— Start DATA TO USE —

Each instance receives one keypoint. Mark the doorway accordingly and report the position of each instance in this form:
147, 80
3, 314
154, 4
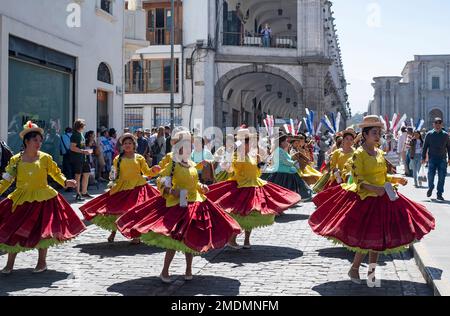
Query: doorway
102, 109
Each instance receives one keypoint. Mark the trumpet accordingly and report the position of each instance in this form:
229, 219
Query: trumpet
302, 159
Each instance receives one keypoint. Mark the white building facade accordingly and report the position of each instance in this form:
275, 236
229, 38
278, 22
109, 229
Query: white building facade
227, 72
60, 60
422, 92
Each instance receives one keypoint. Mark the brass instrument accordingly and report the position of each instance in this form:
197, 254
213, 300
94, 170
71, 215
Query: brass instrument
302, 159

— End DATA TO USE —

Copy, word for word, the stretch of entries from the line containing "Each instance receives one keypoint. Mark the brass" through the last line of the entries, and nothing else.

Each instance receives one keypoint. Mark the brass instrument accordingly and report the position of each instance in this form:
197, 254
213, 300
94, 170
71, 215
Query: brass instrument
302, 159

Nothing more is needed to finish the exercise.